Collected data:
** BEGIN **

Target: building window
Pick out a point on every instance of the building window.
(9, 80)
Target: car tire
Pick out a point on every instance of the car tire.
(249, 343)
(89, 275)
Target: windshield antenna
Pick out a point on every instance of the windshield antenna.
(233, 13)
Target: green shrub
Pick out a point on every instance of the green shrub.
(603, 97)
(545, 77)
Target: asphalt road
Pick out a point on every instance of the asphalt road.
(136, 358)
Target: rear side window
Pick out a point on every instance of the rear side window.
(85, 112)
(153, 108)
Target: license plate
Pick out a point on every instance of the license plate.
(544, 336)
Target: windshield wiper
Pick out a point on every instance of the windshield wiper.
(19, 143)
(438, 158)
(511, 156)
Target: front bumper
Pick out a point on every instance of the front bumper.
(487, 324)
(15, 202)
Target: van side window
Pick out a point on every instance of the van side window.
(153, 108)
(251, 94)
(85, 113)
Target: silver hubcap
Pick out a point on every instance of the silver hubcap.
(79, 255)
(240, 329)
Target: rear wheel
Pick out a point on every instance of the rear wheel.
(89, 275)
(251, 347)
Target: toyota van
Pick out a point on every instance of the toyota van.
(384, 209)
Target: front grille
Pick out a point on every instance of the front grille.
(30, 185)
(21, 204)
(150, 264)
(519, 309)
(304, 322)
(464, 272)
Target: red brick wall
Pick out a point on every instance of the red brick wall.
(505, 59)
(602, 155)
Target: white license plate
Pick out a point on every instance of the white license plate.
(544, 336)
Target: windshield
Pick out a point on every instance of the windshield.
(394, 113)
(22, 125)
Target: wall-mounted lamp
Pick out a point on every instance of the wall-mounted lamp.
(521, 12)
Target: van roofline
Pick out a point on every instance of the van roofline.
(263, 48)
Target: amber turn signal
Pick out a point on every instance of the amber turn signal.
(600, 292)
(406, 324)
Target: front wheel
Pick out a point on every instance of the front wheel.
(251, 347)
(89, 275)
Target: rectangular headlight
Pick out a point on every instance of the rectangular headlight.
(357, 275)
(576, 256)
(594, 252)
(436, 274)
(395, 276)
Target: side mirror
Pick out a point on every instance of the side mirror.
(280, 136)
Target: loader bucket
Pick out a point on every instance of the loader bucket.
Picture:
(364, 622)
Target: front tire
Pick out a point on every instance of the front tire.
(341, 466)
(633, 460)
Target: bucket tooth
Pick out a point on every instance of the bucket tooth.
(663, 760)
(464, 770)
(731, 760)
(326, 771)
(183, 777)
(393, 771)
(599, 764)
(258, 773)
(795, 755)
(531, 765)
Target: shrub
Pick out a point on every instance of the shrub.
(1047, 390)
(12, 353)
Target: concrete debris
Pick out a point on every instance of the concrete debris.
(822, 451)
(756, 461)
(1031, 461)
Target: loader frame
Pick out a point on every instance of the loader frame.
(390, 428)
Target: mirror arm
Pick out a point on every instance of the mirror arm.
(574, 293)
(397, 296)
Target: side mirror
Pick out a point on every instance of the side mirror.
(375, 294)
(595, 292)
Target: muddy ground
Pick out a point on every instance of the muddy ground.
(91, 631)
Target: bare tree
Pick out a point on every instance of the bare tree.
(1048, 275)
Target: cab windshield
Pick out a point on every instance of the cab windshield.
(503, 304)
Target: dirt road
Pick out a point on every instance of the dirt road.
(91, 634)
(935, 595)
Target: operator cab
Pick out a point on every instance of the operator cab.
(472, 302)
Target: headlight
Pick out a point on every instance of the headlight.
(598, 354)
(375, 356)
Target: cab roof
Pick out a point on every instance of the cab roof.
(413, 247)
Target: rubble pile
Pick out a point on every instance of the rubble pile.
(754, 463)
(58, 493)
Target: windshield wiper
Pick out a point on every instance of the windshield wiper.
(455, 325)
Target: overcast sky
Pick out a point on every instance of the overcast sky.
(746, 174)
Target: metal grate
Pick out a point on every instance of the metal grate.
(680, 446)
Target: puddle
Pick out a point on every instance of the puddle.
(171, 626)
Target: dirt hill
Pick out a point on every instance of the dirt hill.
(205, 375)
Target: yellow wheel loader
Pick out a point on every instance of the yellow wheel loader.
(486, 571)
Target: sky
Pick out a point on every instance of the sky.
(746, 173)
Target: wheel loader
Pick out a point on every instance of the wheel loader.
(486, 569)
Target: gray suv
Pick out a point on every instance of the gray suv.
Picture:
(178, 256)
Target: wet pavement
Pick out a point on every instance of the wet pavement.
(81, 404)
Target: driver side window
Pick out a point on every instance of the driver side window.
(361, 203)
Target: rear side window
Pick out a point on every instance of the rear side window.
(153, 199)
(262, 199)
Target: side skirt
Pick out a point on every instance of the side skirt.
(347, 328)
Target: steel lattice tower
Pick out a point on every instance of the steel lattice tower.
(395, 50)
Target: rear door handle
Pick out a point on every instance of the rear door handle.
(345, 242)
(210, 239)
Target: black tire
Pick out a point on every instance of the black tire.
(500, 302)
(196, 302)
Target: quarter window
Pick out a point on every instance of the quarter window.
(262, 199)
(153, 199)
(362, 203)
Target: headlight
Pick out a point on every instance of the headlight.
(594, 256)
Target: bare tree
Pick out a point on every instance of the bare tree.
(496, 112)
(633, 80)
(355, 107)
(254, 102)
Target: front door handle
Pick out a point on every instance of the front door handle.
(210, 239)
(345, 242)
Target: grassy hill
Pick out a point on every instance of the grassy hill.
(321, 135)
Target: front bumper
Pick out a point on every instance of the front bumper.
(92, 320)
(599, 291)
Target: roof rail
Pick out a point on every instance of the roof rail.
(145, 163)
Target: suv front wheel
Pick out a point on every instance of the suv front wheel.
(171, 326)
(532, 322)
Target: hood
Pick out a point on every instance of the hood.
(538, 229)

** END **

STATED EXERCISE:
Arrange all the lines of the records above into a numbered list, omitting any blank lines.

OUTPUT BELOW:
1. Target: building window
2. Pick out a point on every instance of the building window.
3. (9, 80)
4. Target: car tire
5. Pick out a point on every instance of the car tire.
6. (249, 343)
7. (89, 275)
8. Target: windshield antenna
9. Pick out a point on every instance of the windshield antenna.
10. (233, 13)
11. Target: green shrub
12. Pick out a point on every instance of the green shrub.
13. (603, 97)
14. (545, 77)
15. Target: asphalt road
16. Pick out a point on every instance of the asphalt road.
17. (136, 358)
18. Target: rear side window
19. Pick out a point on every instance of the rear side window.
20. (85, 112)
21. (153, 108)
22. Target: license plate
23. Pick out a point on every instance of the license plate.
24. (544, 336)
25. Target: windshield wiper
26. Pick out a point on every instance of the windshield wiper.
27. (19, 143)
28. (438, 158)
29. (511, 156)
30. Target: front bumper
31. Pick out a point on every instance of the front bumper.
32. (487, 324)
33. (15, 202)
34. Target: van side window
35. Pick out a point on every instance of the van side window.
36. (153, 108)
37. (251, 94)
38. (85, 113)
39. Target: silver hubcap
40. Pick out a point on every instance of the silver hubcap.
41. (79, 255)
42. (240, 329)
43. Target: rear wheel
44. Pick out a point on every instance of the rear wheel.
45. (89, 275)
46. (251, 347)
47. Target: toyota van
48. Pick out a point on every instance of the toyota van.
49. (384, 209)
50. Target: front grille
51. Pick out a point on every instance of the front grille.
52. (30, 185)
53. (21, 204)
54. (150, 264)
55. (519, 309)
56. (304, 322)
57. (464, 272)
58. Target: red brick wall
59. Pick out a point on every instance of the red brick wall.
60. (505, 59)
61. (602, 155)
62. Target: white license plate
63. Pick out a point on every instance of the white license plate.
64. (544, 336)
65. Target: windshield
66. Pick out a point on every instance of the windshield.
67. (394, 113)
68. (22, 125)
69. Target: wall-mounted lamp
70. Pick out a point on every instance of the wall-mounted lamp.
71. (521, 12)
72. Target: van roofline
73. Pick out a point on every instance of the van roofline.
74. (263, 48)
75. Target: amber turn signal
76. Pick out a point on every instance of the amber turn signal.
77. (600, 292)
78. (406, 324)
79. Target: front wheel
80. Pick out a point on every instance of the front wheel.
81. (251, 347)
82. (89, 275)
83. Target: rectangular headlight
84. Pick out a point on every instance of the rectangular headlight.
85. (357, 275)
86. (576, 256)
87. (594, 252)
88. (436, 274)
89. (395, 276)
90. Target: side mirror
91. Pick out a point on every instance of the side mirror.
92. (280, 136)
93. Target: loader bucket
94. Pick out a point on every instance of the loader bucket.
95. Picture:
96. (364, 622)
97. Target: front tire
98. Pick out a point on every instance of the front tire.
99. (341, 466)
100. (633, 460)
101. Target: bucket tooth
102. Pick out a point on every instance of the bucket tooth.
103. (663, 760)
104. (464, 770)
105. (731, 760)
106. (326, 771)
107. (183, 777)
108. (393, 771)
109. (599, 764)
110. (258, 773)
111. (795, 755)
112. (531, 765)
113. Target: shrub
114. Pick out a point on every instance of the shrub.
115. (1047, 390)
116. (12, 353)
117. Target: concrete debris
118. Pick out a point on every instance of the concrete debris.
119. (822, 451)
120. (756, 461)
121. (1031, 461)
122. Target: loader frame
123. Pick out a point on every instance of the loader frame.
124. (390, 428)
125. Target: mirror arm
126. Pick out a point on every instance of the mirror arm.
127. (574, 293)
128. (397, 296)
129. Target: side mirror
130. Pick out a point on every instance of the side mirror.
131. (375, 294)
132. (595, 292)
133. Target: muddy ground
134. Pick out a point on every instance of the muddy ground.
135. (91, 631)
136. Target: bare tree
137. Pick out a point on every instance of the bare tree.
138. (1048, 275)
139. Target: cab windshield
140. Pick out a point on every instance of the cab windshield.
141. (503, 304)
142. Target: dirt road
143. Pick out a point on every instance of the dirt road.
144. (91, 634)
145. (935, 595)
146. Target: operator cab
147. Pick out a point on every instance of the operator cab.
148. (472, 302)
149. Target: headlight
150. Pick out a point on every instance of the headlight.
151. (598, 354)
152. (375, 356)
153. Target: cab roof
154. Pick out a point on every instance of the cab roof.
155. (413, 247)
156. Target: rubble pile
157. Pick out a point on every instance of the rubble pile.
158. (754, 463)
159. (58, 493)
160. Target: windshield wiper
161. Pick out a point on every instance of the windshield wiper.
162. (455, 325)
163. Target: overcast sky
164. Pick out a point on every instance of the overcast sky.
165. (746, 174)
166. Target: metal grate
167. Pick out a point on every instance of the metal grate.
168. (680, 446)
169. Target: puddle
170. Pick out a point on every instance of the puddle.
171. (171, 626)
172. Target: dirt hill
173. Pick out a point on every instance of the dirt hill.
174. (205, 375)
175. Target: yellow wheel loader
176. Pick out a point on every instance of the yellow wheel loader.
177. (486, 571)
178. Target: sky
179. Pick out a point on every instance of the sky.
180. (746, 173)
181. Target: wheel loader
182. Pick out a point on every instance of the wheel loader.
183. (486, 569)
184. Target: gray suv
185. Pick out a point on every instance of the gray suv.
186. Picture:
187. (178, 256)
188. Target: wet pavement
189. Pick out a point on every instance of the wet pavement.
190. (81, 404)
191. Target: driver side window
192. Pick out a point on every instance of the driver side window.
193. (361, 203)
194. Target: rear side window
195. Pick out a point on every instance of the rear side window.
196. (153, 199)
197. (262, 199)
198. Target: side skirt
199. Pick out a point on every instance of the side skirt.
200. (347, 328)
201. Target: steel lattice tower
202. Pick out a point on every instance of the steel lattice tower.
203. (395, 50)
204. Target: rear door handle
205. Pick out a point on every instance of the rear door handle.
206. (345, 242)
207. (210, 239)
208. Target: black tire
209. Pick out a point on every instance of the black tire.
210. (500, 302)
211. (196, 302)
212. Target: quarter window
213. Pick out a point on every instance of the quarter window.
214. (262, 199)
215. (153, 199)
216. (362, 203)
217. Target: headlight
218. Pick out a point on every instance of the headlight.
219. (594, 256)
220. Target: bare tree
221. Pick out a point on every instance of the bare tree.
222. (496, 112)
223. (633, 80)
224. (355, 107)
225. (254, 102)
226. Target: front door handle
227. Pick out a point on every instance of the front door handle.
228. (210, 239)
229. (345, 242)
230. Target: grassy hill
231. Pick out a point on every instance of the grassy hill.
232. (321, 135)
233. Target: front bumper
234. Pick out a point on every instance of the front bumper.
235. (92, 320)
236. (599, 291)
237. Target: roof rail
238. Pick out a point on every instance of the roof rail.
239. (145, 163)
240. Target: suv front wheel
241. Pick out a point on every instance of the suv front wheel.
242. (171, 326)
243. (532, 322)
244. Target: hood
245. Pick out a point on every instance of the hood.
246. (538, 229)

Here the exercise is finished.